▶ **Набор заданий**:
• 1. Ответьте по отрывку о суде над Млодецким:
(a) Какую должность занимал Вячеслав Константинович фон Плеве?
(b) В каком здании начинался полевой суд над Ипполитом Млодецким?
(c) Через какое время после объявления приговор приводился в исполнение?
• 2. Перепишите из отрывка о суде над Млодецким фрагмент без единого изменения, начиная со слов «От центрального персонажа» и заканчивая словами «жизнь графа Лорис-Меликова.».

▶ **Фрагмент текста**:
# # # #
Немедленно же по окончании следствия Ипполит Млодецкий был водворен в каземат Петропавловской крепости. Ровно в десять часов молодой и блестящий прокурор Петербургской судебной палаты Вячеслав Константинович фон Плеве, только что начавший большую государственную карьеру своим дознанием о взрыве в Зимнем дворце, утвердил обвинительный акт и препроводил его к главному начальнику верховной комиссии.

От центрального персонажа события, от самого «объекта покушения» зависело теперь дальнейшее направление всего производства.

Петербург, 21 февраля. Сегодня в 11 часов утра в здании военно-окружного суда начинается полевой суд над преступником Ипполитом Млодецким, покусившимся вчера в два часа дня на жизнь графа Лорис-Меликова.

Полевые суды в эпоху последних Романовых преследовали единственную цель – придать произволу власти видимость законности, облечь в декорум правосудия укоренившийся правительственный обычай кровавой мести. Не только о каком-либо беспристрастии или справедливости не могло быть и речи, но и самый разбор обстоятельств дела здесь превращался в сплошную театральщину. Суд как бы являлся личным секретарем царя, придававшим окончательную форму предписанному свыше приговору. Общий приказ верховной власти о казни террористов получал здесь только юридическое выражение для данного случая: на основании такой-то статьи такого-то кодекса казнить таким-то способом тогда-то. Вне этих тесных границ никакие варианты не допускались. Обычная судебная борьба или состязание сторон не имели здесь никакого значения: все было незыблемо предопределено, и никакие новые обстоятельства судебного следствия не могли поколебать предустановленного смертного приговора. Молниеносная быстрота процесса устраняла всякую возможность смягчения участи подсудимых. Закрытые двери избавляли от малейшей ответственности перед обществом и печатью. Приговор вступал в законную силу немедленно же по объявлении и приводился в исполнение в двадцать четыре часа. Никакие апелляции или кассации не допускались. Единственное, что еще оставалось иногда подсудимому, это попытка обратить официальное издевательство над собой в свою последнюю антиправительственную демонстрацию. Но ни о какой защите или спасении не могло быть и речи. Разбор дела неразрывно сливался с обрядом казни и как бы открывал ее.

Таков был и суд над Ипполитом Млодецким, открывший свои действия в Петербурге 21 февраля 1880 года в одиннадцать часов утра.
# # # #
Записи из источника данных

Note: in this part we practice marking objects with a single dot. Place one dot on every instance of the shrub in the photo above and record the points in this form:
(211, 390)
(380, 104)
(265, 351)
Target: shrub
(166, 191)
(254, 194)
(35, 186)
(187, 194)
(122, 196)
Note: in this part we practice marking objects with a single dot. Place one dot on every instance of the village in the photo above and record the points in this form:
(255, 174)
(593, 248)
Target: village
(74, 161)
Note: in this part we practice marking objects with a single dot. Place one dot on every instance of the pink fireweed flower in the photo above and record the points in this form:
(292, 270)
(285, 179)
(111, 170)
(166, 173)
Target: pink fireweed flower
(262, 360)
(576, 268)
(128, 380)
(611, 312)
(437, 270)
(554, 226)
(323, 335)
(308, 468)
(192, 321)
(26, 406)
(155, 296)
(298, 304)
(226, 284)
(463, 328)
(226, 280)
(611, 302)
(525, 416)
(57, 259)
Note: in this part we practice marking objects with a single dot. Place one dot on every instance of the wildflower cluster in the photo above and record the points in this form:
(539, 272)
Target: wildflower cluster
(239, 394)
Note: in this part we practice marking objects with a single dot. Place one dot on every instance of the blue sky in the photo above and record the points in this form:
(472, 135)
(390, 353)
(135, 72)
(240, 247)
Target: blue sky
# # # #
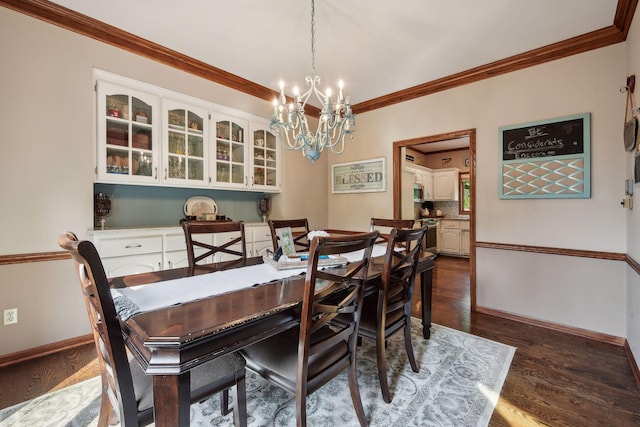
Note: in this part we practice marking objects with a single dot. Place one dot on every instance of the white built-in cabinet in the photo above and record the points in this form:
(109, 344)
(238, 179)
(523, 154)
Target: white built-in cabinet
# # # #
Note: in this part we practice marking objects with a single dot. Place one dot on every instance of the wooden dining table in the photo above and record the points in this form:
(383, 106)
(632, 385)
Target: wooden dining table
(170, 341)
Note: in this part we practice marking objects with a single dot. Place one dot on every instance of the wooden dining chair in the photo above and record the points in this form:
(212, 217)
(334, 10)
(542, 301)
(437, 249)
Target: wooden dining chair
# # # #
▶ **Ответы**:
• 1.
(a) Прокурор Петербургской судебной палаты.
(b) В здании военно-окружного суда.
(c) В двадцать четыре часа.

• 2.
От центрального персонажа события, от самого «объекта покушения» зависело теперь дальнейшее направление всего производства.

Петербург, 21 февраля. Сегодня в 11 часов утра в здании военно-окружного суда начинается полевой суд над преступником Ипполитом Млодецким, покусившимся вчера в два часа дня на жизнь графа Лорис-Меликова.